DOCUMENT EXCERPT:

....................

# overheating 1.8t



## jordondouglas1.8t (Aug 2, 2008)

so i was strolling at 55 and get a ding ding ding. coolant light comes on and my temp gauge is maxed out. i pull over imidiatly and shut it off. my oil is good my coolant is good. i get back in after a bit and the temp is right where it should be 190. i let it idle for a few and its good i take off and its good for about 300 yards at 55 and she starts to climb. so i pull into a gas station and notice my fans are'nt doing anything. could the fans themselves cause it to overheat or is that just another part of the problem. i think the water pump is good because it can idle a long while before the gauge starts to budge. i figured it would heat up much faster if it was bad.
what do you guys think? im hoping just the fan relay went out


----------



## jordondouglas1.8t (Aug 2, 2008)

*Re: overheating 1.8t (jordondouglas1.8t)*

ok ive done some reading and found that this relay is like $150.00 so i no longer hope that this is the problem!
but i need help fast! i have class starting monday!


----------



## hotsoup (Jan 8, 2002)

*Re: overheating 1.8t (jordondouglas1.8t)*

just a thought...if you were cruising at 55, you would get enough air to cool it. So possible bad thermostats? Did you check?


----------



## jordondouglas1.8t (Aug 2, 2008)

*Re: overheating 1.8t (hotsoup)*

thats what i thought to but a buddy says no way you still need fans. but yea i did the a/c check and the secondary fan starts kickin dont know what that means but hopefully somone here does. if the thermostat is stuck will the fans not come on? idk i got a friend pickin one up for me right now. any help on where the hell the thing is located?


----------



## The*Fall*Guy (Aug 10, 2009)

*Re: overheating 1.8t (jordondouglas1.8t)*

Many times when the original water pump with the plastic impeller go's the shaft will still grab the impeller at idle. As the rpms climb and the pump spins faster the shaft will no longer have enough friction to spin the impeller and you will overheat. Allow it to idle and they will grab again and the impeller will turn cooling the engine back down..


----------



## jordondouglas1.8t (Aug 2, 2008)

....................

Extracted data entries
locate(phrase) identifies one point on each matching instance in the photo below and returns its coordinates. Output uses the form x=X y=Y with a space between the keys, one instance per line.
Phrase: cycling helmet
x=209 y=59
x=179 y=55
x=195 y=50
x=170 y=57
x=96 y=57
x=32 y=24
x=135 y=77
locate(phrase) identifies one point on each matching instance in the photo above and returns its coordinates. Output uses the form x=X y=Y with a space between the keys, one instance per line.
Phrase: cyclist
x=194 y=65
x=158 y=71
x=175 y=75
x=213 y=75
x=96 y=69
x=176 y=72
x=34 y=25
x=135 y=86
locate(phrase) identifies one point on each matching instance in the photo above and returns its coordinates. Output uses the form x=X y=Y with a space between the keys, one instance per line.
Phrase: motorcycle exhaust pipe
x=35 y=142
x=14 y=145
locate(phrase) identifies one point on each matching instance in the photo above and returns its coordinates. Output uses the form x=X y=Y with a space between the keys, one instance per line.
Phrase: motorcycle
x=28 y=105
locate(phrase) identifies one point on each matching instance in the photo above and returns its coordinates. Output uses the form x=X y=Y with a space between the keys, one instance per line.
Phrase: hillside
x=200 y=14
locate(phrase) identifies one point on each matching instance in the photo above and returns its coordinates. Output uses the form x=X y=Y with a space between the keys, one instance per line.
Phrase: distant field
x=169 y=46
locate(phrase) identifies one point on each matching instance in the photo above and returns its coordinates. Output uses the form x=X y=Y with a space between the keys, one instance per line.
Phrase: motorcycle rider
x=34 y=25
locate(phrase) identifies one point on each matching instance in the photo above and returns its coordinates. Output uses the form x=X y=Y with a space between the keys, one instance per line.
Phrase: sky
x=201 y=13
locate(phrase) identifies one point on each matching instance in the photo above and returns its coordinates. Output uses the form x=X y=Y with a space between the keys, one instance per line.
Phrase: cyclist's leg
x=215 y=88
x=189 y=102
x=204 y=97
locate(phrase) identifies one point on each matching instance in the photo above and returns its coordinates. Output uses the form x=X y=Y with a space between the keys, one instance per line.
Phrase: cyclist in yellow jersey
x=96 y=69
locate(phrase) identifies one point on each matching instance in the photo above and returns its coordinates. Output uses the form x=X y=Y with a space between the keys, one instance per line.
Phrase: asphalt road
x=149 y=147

....................

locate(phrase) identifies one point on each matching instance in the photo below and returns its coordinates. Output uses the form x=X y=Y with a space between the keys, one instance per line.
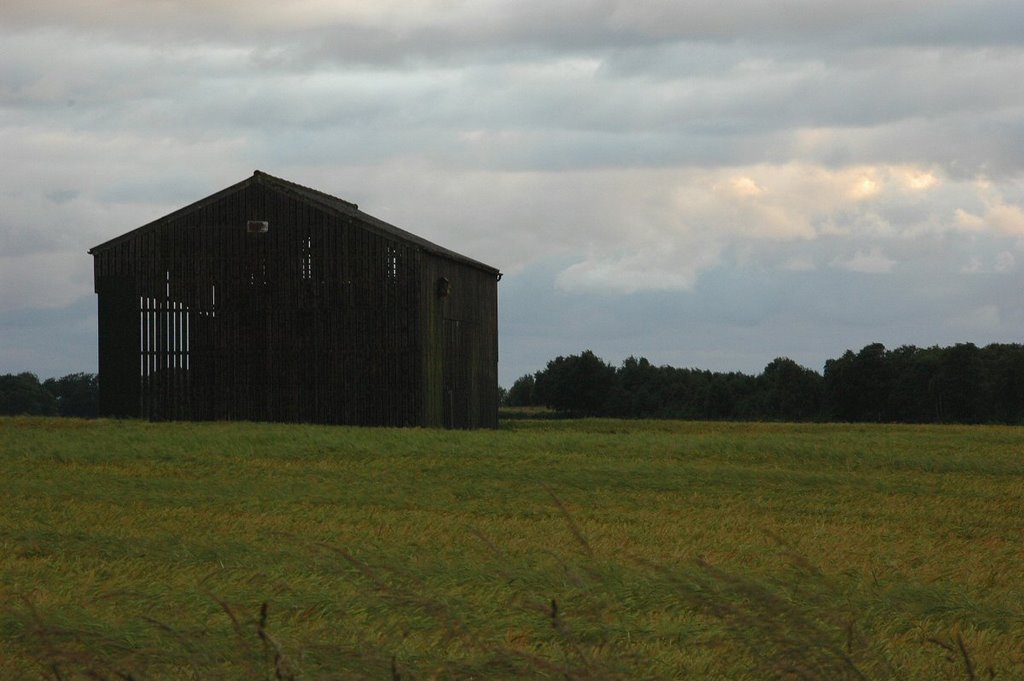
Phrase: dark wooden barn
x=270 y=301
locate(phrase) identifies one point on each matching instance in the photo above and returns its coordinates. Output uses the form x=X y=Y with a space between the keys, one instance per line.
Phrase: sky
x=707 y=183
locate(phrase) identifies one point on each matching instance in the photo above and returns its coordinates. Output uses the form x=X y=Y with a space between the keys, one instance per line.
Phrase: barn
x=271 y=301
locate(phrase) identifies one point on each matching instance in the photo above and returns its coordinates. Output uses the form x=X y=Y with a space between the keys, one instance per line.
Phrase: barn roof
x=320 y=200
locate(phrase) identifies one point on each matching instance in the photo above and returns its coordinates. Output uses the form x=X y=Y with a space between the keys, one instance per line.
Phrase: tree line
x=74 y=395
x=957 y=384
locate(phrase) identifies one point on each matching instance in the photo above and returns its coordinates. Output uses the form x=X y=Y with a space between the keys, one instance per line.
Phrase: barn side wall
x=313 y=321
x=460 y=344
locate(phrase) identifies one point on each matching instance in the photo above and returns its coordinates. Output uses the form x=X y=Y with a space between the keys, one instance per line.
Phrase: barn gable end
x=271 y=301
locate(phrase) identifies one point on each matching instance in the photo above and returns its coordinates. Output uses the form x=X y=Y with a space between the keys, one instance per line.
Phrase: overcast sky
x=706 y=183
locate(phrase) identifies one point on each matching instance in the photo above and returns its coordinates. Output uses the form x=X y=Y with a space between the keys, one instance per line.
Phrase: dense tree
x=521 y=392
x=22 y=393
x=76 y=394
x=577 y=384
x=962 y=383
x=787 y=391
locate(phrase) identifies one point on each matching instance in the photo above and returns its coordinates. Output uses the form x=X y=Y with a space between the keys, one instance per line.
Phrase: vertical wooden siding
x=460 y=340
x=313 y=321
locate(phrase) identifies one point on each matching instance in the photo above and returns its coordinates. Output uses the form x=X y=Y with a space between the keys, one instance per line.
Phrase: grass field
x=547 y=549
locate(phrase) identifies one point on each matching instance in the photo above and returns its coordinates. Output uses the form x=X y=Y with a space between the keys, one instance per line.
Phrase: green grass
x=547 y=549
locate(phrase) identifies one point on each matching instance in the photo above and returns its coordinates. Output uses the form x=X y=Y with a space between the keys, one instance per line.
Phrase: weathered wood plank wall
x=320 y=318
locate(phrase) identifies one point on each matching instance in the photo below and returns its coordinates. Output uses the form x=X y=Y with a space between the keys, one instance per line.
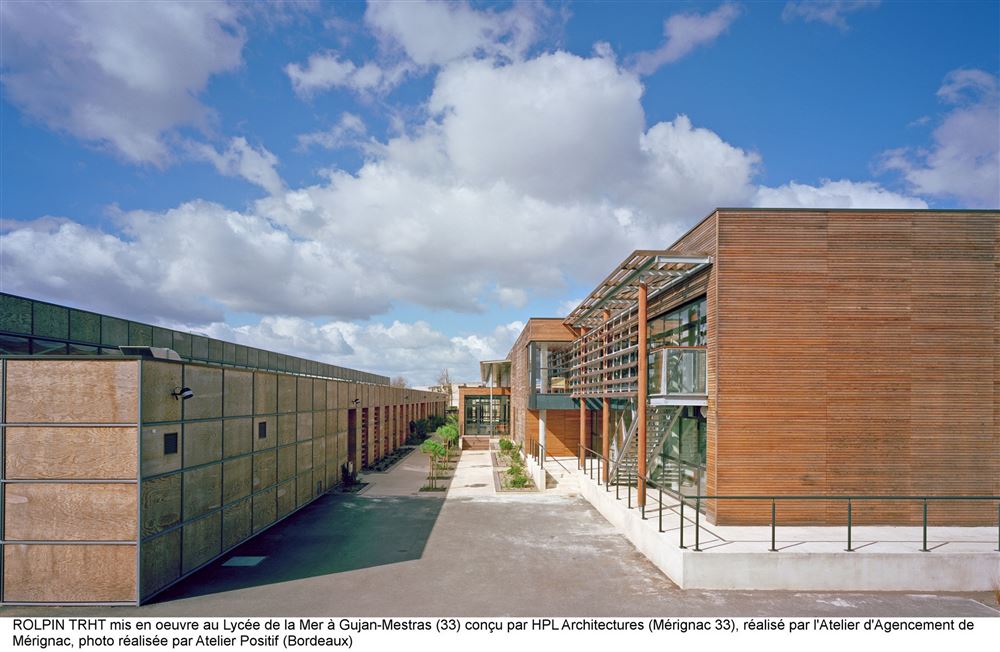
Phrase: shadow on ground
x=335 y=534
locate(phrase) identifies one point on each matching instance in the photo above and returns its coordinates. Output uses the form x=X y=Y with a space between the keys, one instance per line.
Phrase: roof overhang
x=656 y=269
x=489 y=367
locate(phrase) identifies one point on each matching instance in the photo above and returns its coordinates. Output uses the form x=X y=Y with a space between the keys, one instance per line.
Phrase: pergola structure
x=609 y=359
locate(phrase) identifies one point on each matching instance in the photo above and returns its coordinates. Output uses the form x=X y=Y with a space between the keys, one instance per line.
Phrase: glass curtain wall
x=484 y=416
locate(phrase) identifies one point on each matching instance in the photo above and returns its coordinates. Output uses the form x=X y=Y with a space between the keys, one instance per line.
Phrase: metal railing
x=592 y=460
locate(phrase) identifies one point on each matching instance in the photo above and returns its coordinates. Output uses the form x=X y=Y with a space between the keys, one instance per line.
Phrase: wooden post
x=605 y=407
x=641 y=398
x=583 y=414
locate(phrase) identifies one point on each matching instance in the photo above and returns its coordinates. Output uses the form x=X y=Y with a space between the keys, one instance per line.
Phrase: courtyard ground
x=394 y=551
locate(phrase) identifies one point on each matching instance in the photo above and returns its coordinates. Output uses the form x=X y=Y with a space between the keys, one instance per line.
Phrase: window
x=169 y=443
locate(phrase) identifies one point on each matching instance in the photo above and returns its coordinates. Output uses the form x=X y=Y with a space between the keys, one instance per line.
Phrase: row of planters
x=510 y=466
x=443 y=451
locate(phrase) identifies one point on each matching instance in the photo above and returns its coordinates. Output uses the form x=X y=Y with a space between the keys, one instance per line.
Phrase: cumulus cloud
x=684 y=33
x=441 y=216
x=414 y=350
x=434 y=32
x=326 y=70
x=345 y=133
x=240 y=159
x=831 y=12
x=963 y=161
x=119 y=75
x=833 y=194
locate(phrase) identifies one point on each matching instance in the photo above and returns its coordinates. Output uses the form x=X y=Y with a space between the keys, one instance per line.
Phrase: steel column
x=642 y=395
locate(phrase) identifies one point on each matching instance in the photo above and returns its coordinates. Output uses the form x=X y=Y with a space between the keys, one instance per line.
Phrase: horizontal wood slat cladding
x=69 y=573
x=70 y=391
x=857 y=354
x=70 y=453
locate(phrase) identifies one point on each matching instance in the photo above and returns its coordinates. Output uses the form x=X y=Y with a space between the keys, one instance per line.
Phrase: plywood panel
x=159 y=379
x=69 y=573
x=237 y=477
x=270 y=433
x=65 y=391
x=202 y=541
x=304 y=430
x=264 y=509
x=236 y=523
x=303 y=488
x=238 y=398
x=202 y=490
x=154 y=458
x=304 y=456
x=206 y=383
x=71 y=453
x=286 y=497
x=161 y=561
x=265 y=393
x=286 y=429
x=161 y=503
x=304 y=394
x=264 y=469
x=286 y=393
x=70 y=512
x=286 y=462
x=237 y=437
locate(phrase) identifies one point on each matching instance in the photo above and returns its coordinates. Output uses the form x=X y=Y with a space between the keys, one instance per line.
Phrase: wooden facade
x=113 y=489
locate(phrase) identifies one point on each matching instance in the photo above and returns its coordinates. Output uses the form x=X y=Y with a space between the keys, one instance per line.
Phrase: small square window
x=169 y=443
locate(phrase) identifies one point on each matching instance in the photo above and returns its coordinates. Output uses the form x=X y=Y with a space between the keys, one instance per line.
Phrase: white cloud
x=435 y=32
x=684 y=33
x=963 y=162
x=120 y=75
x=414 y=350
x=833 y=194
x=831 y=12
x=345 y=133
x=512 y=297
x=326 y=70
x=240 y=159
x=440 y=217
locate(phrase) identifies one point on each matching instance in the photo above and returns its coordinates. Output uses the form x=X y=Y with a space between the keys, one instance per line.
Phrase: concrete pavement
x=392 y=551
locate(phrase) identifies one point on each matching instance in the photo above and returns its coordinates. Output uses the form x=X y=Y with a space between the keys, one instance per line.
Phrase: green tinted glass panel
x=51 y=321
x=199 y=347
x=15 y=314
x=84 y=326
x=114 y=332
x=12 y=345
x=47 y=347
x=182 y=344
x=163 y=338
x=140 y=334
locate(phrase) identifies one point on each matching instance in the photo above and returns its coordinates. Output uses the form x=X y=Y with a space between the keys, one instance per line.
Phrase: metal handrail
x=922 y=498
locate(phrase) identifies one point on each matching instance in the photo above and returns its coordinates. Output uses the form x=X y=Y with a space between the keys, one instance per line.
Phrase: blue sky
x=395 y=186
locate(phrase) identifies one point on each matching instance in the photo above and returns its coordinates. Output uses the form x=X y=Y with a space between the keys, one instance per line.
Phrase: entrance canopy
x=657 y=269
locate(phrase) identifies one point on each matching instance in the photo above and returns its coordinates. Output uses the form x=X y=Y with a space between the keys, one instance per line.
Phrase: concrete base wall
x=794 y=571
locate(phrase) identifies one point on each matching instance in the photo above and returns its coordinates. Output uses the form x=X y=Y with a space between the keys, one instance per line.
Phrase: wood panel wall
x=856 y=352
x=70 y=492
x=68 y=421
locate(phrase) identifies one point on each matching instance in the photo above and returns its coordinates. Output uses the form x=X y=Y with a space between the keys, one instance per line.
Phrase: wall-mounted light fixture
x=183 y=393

....................

EXERCISE SET:
(a) Decide whether each statement below agrees with the overheating 1.8t thread: (i) after the coolant light came on, the first poster pulled over and turned the engine off; (ii) the first poster read that the relay costs about $50; (iii) the water pump failure described involves an original pump with a metal impeller. For each, answer yes or no and quote the words of the thread that decide it.
(b) Find every line of the listing that contains the string "glass", and copy each one. Case counts.

EXERCISE SOLUTIONS:
(a)
(i) Yes: "i pull over imidiatly and shut it off."
(ii) No: "this relay is like $150.00"
(iii) No: "the original water pump with the plastic impeller"

(b)
Phrase: glass curtain wall
Phrase: green tinted glass panel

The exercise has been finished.